Dataset entries:
******************************

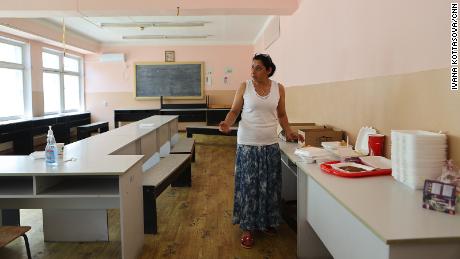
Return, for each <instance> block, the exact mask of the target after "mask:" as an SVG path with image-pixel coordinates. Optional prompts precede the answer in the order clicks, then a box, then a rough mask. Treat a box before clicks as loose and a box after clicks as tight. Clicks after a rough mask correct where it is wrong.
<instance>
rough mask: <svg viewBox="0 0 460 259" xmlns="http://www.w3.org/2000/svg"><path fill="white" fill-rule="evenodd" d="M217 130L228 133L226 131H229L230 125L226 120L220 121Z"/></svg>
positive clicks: (229, 128)
mask: <svg viewBox="0 0 460 259" xmlns="http://www.w3.org/2000/svg"><path fill="white" fill-rule="evenodd" d="M219 131H220V132H222V133H225V134H228V133H230V126H229V125H228V123H227V122H225V121H221V122H220V123H219Z"/></svg>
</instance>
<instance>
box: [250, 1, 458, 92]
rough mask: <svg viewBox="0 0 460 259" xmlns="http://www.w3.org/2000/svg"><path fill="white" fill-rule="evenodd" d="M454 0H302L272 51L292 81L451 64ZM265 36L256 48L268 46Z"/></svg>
mask: <svg viewBox="0 0 460 259" xmlns="http://www.w3.org/2000/svg"><path fill="white" fill-rule="evenodd" d="M449 8H450V1H447V0H437V1H428V0H424V1H420V0H405V1H396V0H389V1H378V0H350V1H338V0H335V1H313V0H304V1H301V2H300V6H299V9H298V10H297V11H296V12H295V13H294V14H293V15H292V16H283V17H281V37H280V38H279V39H278V40H277V41H276V42H275V43H274V44H273V45H272V46H271V47H270V48H269V50H268V52H269V53H270V54H271V55H272V57H273V60H274V61H275V63H276V64H277V65H278V68H279V70H278V72H277V75H276V76H275V79H278V80H279V81H281V82H284V83H285V85H287V86H293V85H308V84H316V83H323V82H334V81H344V80H351V79H358V78H368V77H375V76H383V75H392V74H403V73H411V72H417V71H423V70H430V69H436V68H444V67H447V66H449V50H450V49H449V39H450V36H449V28H450V13H449V10H450V9H449ZM261 41H263V38H261V39H259V42H258V44H256V46H255V48H256V50H257V51H261V52H267V51H266V50H264V49H263V46H262V44H261V43H260V42H261Z"/></svg>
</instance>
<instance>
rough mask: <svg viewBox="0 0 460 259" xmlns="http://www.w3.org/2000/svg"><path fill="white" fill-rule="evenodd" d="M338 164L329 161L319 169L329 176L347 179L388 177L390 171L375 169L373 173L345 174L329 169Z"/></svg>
mask: <svg viewBox="0 0 460 259" xmlns="http://www.w3.org/2000/svg"><path fill="white" fill-rule="evenodd" d="M337 163H340V161H330V162H325V163H322V164H321V165H320V166H319V167H320V168H321V170H322V171H323V172H325V173H327V174H331V175H337V176H340V177H349V178H355V177H368V176H378V175H389V174H391V169H376V170H373V171H363V172H357V173H352V174H349V173H345V172H342V171H338V170H336V169H334V168H332V167H331V165H332V164H337Z"/></svg>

******************************

Work task: Line for line, restate the data above and omit every picture.

Solution for this problem:
Return, for each <instance> block, the exact mask of the target after "mask:" as an SVG path with image-pixel coordinates. Optional prompts precede the answer in the order clicks, then a box, then a rough mask. Treat a box before clicks as loose and a box after clicks as tight. Clicks after a rough mask correct where it is wrong.
<instance>
rough mask: <svg viewBox="0 0 460 259" xmlns="http://www.w3.org/2000/svg"><path fill="white" fill-rule="evenodd" d="M217 130L228 133L226 131H229L230 125L226 120L220 121Z"/></svg>
positive clicks: (229, 128)
mask: <svg viewBox="0 0 460 259" xmlns="http://www.w3.org/2000/svg"><path fill="white" fill-rule="evenodd" d="M219 131H220V132H222V133H225V134H228V133H230V126H229V125H228V123H227V122H225V121H221V122H220V123H219Z"/></svg>
</instance>
<instance>
box: [250, 1, 458, 92]
rough mask: <svg viewBox="0 0 460 259" xmlns="http://www.w3.org/2000/svg"><path fill="white" fill-rule="evenodd" d="M454 0H302L272 51L292 81L451 64ZM265 36L256 48L268 46Z"/></svg>
mask: <svg viewBox="0 0 460 259" xmlns="http://www.w3.org/2000/svg"><path fill="white" fill-rule="evenodd" d="M449 8H450V1H447V0H437V1H428V0H424V1H420V0H405V1H396V0H389V1H378V0H350V1H338V0H335V1H313V0H304V1H301V2H300V6H299V9H298V10H297V11H296V12H295V13H294V14H293V15H292V16H283V17H281V37H280V38H279V39H278V40H277V41H276V42H275V43H274V44H273V45H272V46H271V47H270V48H269V50H268V52H269V53H270V54H271V55H272V57H273V60H274V61H275V63H276V64H277V65H278V68H279V70H278V72H277V75H276V76H275V79H278V80H279V81H281V82H284V83H285V85H287V86H293V85H308V84H316V83H323V82H334V81H344V80H351V79H358V78H368V77H375V76H383V75H392V74H403V73H411V72H417V71H423V70H430V69H436V68H444V67H447V66H449V50H450V49H449V39H450V36H449V28H450V13H449V10H450V9H449ZM261 41H263V38H261V39H259V42H258V44H256V46H255V48H256V50H257V51H261V52H267V51H266V50H264V49H263V46H262V44H261V43H260V42H261Z"/></svg>
</instance>
<instance>
rough mask: <svg viewBox="0 0 460 259" xmlns="http://www.w3.org/2000/svg"><path fill="white" fill-rule="evenodd" d="M338 164L329 161L319 169L329 176L347 179L388 177L390 171L375 169L373 173L345 174L329 169Z"/></svg>
mask: <svg viewBox="0 0 460 259" xmlns="http://www.w3.org/2000/svg"><path fill="white" fill-rule="evenodd" d="M337 163H340V161H330V162H325V163H322V164H321V165H320V166H319V167H320V168H321V170H322V171H323V172H325V173H327V174H331V175H337V176H340V177H349V178H355V177H368V176H378V175H389V174H391V169H376V170H373V171H363V172H357V173H352V174H349V173H345V172H342V171H338V170H336V169H334V168H332V167H331V165H332V164H337Z"/></svg>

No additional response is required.